## Short problem 1
List each document that the decision page says is referred to in the contested decision, giving its label and number.
## Short problem 2
Reproduce everything in the decision page from "Keywords: Grounds for" down to "main request (yes)".

T 0266/17 () of 17.2.2020

European Case Law Identifier: ECLI:EP:BA:2020:T026617.20200217
Date of decision: 17 February 2020
Case number: T 0266/17
Application number: 09787794.8
IPC class: A01K 31/00
A01K 45/00
Language of proceedings: EN
Distribution: D
Download and more information:
Decision text in EN (PDF, 314 KB)
Documentation of the appeal procedure can be found in the Register
Bibliographic information is available in: EN
Versions: Unpublished
Title of application: TRANSPORTING UNIT FOR LIVE POULTRY ON BOARD OF A TRUCK
Applicant name: Zanotti, Massimo
GIORDANO POULTRY-PLAST S.p.A.
Opponent name: Linco Food Systems A/S
Board: 3.2.04
Headnote: -
Relevant legal provisions:
European Patent Convention Art 100(a)
European Patent Convention Art 56
European Patent Convention Art 100(b)
Keywords: Grounds for opposition - insufficiency of disclosure (no)
Grounds for opposition - lack of clarity no ground for opposition
Inventive step - main request (yes)
Catchwords:

-

Cited decisions:
G 0003/14
Citing decisions:
-

Summary of Facts and Submissions

I. The appeal was filed against the decision of the Opposition Division of 25 November 2016 to revoke the patent (Article 101(3)(b) EPC), inter alia because the subject-matter of claim 1 according to the main and first three auxiliary requests did not involve an inventive step (Articles 100(a), 56 EPC).

In the contested decision, reference is made to the following documents.

E1: EP 1 330 952 B2

E2: US 2007/0227460 A1

E3: CA 2 625 636 A1.

II. The Proprietor filed the notice of appeal on 25 January 2017 and paid the appeal fee the same day. They filed the statement of grounds of appeal on 24 March 2017.

(Position identification records)

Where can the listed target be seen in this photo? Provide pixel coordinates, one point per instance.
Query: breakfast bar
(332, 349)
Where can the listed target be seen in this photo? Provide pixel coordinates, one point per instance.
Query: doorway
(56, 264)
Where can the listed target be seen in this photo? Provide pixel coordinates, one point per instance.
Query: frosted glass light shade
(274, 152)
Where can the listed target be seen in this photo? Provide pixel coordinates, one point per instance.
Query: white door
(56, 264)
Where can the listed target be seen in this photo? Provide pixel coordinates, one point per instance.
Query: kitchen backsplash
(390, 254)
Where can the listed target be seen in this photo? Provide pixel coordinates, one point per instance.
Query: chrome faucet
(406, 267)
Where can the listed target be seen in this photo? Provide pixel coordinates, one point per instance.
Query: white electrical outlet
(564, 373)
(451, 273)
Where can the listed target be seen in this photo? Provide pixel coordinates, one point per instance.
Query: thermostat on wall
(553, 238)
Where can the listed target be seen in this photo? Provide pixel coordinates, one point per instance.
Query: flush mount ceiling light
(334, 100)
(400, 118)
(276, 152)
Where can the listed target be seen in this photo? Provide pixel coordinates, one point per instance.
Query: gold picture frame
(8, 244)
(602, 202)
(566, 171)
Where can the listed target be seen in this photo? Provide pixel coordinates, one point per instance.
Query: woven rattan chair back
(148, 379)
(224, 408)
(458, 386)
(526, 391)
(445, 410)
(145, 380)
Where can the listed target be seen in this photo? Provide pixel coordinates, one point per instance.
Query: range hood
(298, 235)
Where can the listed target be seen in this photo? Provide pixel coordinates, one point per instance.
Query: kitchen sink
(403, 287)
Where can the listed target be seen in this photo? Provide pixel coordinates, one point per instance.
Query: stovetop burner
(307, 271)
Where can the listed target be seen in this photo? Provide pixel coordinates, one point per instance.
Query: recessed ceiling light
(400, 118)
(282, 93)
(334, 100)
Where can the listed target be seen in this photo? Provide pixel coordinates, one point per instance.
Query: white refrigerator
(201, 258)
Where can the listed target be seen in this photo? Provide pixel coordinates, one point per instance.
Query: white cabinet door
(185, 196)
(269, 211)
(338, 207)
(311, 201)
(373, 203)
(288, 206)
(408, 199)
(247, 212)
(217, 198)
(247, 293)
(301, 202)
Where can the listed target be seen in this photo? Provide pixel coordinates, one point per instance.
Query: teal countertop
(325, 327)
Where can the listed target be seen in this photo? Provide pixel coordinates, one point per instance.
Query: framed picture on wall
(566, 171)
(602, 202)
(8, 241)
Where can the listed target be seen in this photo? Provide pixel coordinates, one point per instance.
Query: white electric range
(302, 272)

## Correct result 1
E1: EP 1 330 952 B2
E2: US 2007/0227460 A1
E3: CA 2 625 636 A1

## Correct result 2
Keywords: Grounds for opposition - insufficiency of disclosure (no)
Grounds for opposition - lack of clarity no ground for opposition
Inventive step - main request (yes)